### REQUEST
Repeat exactly the lines from the line containing "Mark the sticky" through the last line of the records below, inclusive, and nothing else.
:: DATA ROWS ::
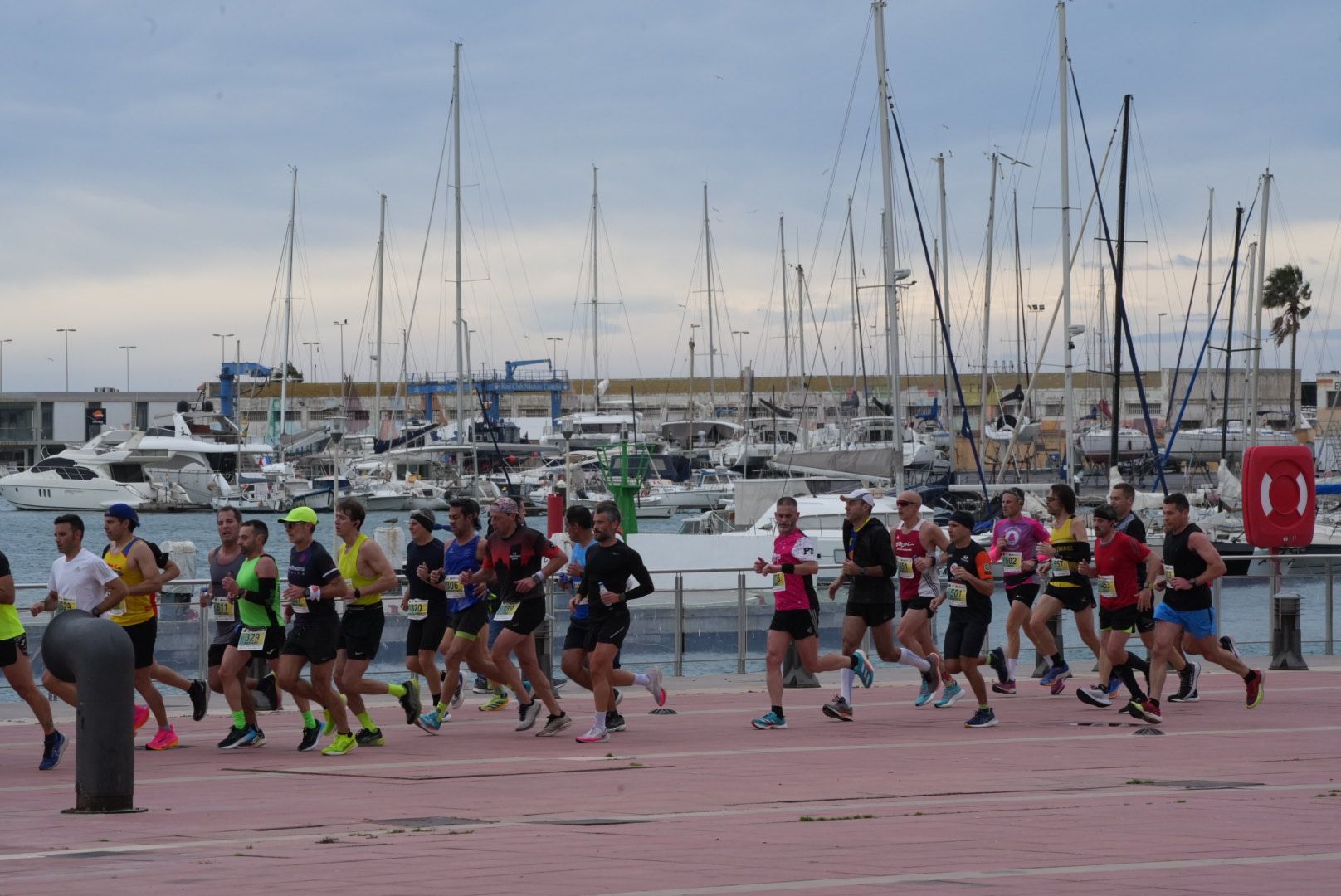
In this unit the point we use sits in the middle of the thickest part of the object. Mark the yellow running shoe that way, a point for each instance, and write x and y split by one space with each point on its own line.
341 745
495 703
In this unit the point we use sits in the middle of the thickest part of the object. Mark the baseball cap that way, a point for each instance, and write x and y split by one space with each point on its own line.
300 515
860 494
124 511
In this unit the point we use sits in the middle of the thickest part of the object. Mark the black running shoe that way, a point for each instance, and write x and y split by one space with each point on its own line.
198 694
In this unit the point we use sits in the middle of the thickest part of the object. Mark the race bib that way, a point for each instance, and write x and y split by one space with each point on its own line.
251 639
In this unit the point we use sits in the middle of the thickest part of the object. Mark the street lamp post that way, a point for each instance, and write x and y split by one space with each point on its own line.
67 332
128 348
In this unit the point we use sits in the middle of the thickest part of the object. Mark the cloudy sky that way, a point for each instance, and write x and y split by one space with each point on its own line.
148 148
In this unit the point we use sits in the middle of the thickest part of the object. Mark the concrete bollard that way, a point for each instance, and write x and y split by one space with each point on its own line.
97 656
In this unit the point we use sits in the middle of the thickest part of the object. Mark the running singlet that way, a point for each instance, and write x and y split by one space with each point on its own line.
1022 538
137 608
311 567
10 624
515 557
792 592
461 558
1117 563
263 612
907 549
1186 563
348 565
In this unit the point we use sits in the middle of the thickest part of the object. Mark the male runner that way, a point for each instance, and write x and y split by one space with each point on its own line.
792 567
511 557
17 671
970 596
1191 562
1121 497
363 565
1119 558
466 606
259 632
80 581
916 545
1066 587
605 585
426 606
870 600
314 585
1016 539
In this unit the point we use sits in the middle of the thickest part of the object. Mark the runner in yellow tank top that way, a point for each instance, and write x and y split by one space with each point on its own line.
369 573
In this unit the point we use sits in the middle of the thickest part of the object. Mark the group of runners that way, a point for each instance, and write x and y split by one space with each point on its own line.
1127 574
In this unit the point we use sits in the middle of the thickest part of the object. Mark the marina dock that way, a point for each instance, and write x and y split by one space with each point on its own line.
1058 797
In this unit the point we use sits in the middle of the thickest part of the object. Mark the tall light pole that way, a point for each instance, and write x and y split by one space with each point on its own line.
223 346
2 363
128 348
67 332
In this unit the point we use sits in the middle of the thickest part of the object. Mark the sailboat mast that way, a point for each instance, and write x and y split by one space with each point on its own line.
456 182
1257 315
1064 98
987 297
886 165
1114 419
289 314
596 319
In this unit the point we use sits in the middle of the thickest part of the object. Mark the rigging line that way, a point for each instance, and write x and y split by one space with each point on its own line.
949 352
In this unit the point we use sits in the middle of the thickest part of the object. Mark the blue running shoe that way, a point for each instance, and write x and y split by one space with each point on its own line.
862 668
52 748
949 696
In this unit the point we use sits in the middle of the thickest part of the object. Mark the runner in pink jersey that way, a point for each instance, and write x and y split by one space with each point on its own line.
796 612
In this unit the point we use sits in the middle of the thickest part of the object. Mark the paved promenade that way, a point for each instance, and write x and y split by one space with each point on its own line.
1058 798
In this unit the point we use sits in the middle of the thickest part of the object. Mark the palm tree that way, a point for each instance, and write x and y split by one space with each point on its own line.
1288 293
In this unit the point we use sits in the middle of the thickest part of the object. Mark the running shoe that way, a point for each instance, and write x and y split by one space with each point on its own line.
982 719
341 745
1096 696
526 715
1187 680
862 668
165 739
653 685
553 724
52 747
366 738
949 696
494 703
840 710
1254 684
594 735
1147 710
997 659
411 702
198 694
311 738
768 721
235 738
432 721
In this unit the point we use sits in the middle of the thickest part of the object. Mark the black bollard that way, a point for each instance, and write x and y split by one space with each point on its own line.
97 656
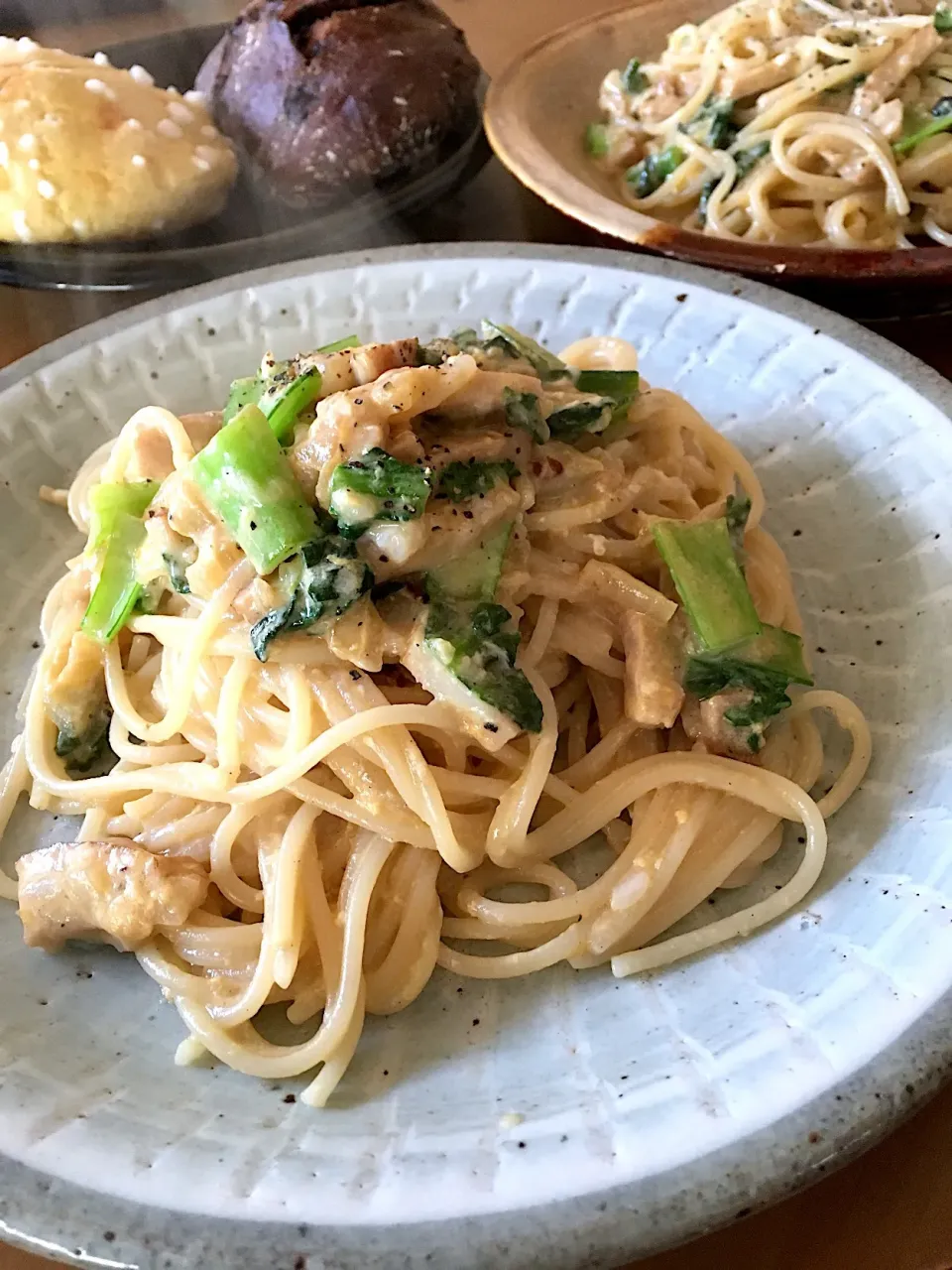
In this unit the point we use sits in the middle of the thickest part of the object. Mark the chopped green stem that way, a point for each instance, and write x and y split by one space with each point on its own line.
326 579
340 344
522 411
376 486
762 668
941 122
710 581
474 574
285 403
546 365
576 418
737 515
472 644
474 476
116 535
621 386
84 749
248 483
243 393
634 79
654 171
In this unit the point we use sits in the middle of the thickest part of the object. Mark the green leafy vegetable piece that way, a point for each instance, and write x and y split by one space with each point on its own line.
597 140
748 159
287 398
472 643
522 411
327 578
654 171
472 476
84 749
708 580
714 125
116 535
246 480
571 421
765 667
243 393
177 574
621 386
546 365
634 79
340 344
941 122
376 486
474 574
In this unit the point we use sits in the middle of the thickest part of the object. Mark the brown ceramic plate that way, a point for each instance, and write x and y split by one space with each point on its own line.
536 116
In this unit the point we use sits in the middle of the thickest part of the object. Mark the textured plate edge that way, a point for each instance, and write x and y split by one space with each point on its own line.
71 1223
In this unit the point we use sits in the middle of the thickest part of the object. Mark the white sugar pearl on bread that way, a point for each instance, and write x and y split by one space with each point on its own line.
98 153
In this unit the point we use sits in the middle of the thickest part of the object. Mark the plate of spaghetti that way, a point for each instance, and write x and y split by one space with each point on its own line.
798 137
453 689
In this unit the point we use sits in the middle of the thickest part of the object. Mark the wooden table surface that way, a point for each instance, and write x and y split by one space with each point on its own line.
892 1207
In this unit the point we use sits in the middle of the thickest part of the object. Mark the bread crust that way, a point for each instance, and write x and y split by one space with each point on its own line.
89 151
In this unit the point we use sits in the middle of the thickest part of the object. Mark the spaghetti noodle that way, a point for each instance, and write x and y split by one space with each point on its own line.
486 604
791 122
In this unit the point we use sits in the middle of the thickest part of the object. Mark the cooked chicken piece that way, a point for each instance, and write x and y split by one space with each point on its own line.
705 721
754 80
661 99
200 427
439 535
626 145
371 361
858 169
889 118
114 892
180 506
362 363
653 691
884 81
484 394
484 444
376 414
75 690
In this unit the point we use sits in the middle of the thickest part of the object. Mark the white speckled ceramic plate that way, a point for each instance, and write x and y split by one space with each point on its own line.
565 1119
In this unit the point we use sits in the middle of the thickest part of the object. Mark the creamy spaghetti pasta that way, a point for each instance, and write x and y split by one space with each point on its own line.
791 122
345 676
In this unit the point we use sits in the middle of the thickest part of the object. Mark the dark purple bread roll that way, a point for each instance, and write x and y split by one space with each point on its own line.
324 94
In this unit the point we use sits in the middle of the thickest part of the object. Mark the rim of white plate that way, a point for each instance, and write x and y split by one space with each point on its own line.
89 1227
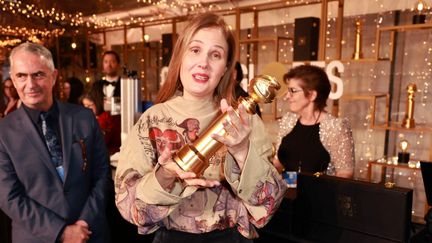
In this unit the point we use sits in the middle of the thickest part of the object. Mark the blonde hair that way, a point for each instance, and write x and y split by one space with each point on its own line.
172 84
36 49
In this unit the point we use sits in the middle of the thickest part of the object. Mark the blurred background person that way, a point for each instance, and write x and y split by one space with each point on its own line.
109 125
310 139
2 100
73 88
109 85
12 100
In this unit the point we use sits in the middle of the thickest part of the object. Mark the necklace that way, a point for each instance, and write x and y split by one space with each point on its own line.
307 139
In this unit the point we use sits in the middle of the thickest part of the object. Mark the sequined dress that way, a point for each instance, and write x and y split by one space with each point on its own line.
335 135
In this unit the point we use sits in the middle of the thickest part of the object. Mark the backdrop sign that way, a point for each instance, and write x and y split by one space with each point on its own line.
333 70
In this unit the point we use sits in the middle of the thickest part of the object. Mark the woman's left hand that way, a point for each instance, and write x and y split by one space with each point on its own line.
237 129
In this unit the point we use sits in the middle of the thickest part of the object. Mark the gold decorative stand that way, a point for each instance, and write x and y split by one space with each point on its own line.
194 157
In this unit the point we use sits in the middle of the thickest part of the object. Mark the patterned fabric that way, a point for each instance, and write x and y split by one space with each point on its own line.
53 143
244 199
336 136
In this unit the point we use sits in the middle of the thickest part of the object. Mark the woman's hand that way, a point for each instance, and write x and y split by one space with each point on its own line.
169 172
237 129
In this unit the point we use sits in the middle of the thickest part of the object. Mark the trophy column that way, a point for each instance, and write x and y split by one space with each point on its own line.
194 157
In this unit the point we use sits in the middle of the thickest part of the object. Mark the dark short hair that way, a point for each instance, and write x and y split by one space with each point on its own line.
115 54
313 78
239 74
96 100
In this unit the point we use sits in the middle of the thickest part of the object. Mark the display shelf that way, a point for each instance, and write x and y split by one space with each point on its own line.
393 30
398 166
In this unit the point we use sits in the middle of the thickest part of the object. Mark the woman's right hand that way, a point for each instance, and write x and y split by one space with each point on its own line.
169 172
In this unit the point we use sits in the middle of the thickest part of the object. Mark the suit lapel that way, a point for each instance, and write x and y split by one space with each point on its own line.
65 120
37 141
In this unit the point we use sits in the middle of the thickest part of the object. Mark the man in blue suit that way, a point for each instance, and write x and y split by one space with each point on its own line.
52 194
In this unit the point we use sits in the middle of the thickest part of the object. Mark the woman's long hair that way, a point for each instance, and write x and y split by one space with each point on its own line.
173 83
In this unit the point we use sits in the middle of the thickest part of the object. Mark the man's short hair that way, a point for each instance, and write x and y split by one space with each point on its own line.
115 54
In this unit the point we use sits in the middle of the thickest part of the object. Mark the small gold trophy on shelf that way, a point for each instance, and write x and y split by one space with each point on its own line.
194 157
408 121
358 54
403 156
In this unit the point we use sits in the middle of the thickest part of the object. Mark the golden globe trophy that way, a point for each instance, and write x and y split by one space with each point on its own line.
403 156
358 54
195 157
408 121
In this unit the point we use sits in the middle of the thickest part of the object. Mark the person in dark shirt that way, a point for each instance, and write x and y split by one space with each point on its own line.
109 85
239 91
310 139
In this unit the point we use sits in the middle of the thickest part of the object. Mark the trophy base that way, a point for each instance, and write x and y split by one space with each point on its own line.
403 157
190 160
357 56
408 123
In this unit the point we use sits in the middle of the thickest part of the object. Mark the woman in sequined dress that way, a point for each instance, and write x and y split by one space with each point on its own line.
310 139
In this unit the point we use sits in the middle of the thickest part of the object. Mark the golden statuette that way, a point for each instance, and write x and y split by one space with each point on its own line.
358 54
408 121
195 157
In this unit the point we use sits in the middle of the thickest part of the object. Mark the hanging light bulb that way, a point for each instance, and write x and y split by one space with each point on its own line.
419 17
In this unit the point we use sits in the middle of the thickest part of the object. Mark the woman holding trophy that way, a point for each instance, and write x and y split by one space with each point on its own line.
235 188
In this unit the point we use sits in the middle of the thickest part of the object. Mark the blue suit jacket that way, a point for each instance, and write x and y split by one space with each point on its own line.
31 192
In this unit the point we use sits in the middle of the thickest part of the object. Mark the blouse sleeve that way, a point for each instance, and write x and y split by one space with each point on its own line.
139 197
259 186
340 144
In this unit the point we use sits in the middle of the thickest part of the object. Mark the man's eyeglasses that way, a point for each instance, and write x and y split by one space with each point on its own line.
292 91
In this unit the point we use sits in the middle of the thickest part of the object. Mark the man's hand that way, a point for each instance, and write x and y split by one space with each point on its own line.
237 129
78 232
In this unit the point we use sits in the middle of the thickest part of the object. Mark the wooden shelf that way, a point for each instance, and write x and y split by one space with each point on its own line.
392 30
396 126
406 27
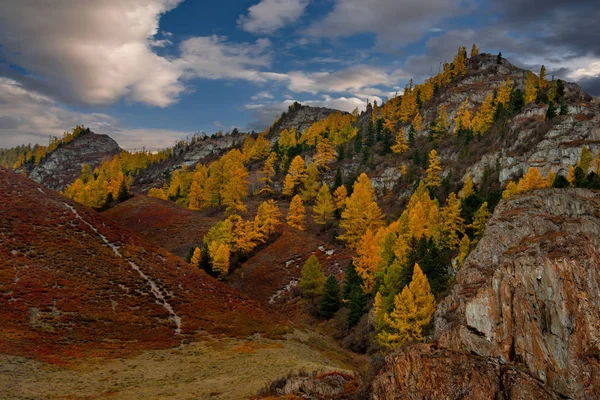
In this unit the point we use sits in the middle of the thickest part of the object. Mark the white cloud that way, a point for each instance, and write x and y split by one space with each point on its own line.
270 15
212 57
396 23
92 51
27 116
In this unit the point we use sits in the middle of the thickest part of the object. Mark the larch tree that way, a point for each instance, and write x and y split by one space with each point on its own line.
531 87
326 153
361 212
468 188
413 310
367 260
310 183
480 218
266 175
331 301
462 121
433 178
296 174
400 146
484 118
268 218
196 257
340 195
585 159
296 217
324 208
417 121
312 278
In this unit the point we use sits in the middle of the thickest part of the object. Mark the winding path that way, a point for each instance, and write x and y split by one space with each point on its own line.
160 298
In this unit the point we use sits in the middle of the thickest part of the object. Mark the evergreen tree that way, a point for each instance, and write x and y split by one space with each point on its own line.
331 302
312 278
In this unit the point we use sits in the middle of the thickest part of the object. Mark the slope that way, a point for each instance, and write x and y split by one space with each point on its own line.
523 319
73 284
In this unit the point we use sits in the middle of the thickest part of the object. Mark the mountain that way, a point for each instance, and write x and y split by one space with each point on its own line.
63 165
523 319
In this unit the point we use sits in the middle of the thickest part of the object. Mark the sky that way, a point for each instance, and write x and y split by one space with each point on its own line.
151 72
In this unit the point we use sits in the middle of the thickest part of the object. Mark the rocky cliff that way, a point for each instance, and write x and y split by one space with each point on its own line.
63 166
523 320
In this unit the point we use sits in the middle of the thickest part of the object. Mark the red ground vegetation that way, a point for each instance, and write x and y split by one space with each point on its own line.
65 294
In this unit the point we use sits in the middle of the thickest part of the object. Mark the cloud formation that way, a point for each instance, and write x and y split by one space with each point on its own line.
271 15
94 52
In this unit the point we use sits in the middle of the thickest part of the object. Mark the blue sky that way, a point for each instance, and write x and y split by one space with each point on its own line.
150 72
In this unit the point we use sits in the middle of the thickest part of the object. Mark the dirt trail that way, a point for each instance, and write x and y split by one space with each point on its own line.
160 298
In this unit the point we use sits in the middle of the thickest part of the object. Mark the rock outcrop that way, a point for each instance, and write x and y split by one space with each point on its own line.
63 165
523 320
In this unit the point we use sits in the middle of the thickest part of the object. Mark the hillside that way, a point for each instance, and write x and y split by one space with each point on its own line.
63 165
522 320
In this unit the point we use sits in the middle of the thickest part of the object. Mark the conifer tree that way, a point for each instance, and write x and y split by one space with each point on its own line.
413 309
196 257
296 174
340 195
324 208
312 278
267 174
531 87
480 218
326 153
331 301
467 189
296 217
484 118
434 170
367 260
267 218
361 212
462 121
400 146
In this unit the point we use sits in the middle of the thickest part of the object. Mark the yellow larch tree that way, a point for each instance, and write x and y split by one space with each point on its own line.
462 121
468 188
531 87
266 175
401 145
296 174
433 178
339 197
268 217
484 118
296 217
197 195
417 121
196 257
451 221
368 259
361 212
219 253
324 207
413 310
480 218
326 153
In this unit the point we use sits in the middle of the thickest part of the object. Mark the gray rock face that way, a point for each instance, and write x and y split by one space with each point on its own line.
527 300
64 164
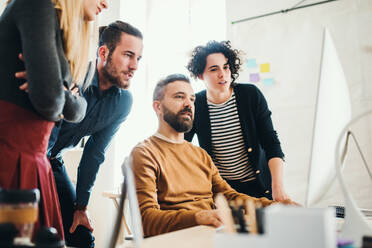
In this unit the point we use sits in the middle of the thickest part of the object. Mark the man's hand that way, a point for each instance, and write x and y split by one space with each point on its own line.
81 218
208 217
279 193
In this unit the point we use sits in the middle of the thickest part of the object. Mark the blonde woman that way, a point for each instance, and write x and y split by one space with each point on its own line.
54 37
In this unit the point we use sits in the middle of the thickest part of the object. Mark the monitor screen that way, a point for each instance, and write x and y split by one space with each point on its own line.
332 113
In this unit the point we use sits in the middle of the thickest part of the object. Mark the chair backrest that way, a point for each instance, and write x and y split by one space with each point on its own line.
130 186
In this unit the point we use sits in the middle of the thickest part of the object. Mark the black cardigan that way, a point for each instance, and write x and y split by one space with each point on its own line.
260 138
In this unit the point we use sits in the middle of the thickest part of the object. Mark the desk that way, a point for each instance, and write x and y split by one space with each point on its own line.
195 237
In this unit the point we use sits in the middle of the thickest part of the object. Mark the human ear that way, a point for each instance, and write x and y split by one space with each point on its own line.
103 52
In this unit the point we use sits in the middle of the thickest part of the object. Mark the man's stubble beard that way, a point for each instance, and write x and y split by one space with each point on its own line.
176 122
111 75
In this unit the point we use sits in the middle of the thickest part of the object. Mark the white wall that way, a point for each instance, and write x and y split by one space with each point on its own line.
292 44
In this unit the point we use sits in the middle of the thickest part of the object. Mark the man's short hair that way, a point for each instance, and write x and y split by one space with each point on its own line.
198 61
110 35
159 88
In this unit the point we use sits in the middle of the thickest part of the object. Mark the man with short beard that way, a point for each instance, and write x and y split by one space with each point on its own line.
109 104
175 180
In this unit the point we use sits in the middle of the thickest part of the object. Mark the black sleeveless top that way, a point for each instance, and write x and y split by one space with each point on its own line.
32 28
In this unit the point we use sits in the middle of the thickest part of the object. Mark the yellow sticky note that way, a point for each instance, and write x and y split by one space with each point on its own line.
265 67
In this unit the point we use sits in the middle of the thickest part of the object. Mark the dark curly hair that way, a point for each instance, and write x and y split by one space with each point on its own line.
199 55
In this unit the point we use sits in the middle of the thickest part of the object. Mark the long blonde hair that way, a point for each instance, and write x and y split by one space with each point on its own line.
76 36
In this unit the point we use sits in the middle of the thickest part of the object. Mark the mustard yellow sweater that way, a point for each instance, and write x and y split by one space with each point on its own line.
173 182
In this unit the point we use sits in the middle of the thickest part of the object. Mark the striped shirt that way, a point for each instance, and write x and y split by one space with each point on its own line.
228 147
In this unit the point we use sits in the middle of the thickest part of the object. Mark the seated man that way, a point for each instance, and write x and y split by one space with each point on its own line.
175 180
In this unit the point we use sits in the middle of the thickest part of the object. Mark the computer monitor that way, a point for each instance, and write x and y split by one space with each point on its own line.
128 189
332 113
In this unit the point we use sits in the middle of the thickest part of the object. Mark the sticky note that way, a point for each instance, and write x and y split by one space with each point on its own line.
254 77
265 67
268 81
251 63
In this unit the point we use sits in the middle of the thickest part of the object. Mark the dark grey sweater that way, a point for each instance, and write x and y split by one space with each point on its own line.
:::
### COMPLETE RESPONSE
In this unit the point we use sits in the middle of the thickest part of the object. Mark the sticky note that way, a point for each instance, and write x and y split by one space with each point on its own line.
254 77
265 67
268 81
251 63
In this unit the point we use sits in the middle of the thickest part of the object. Mark the dark grey sweater that way, a point for each instance, and write x and y split by one space with each point on its own line.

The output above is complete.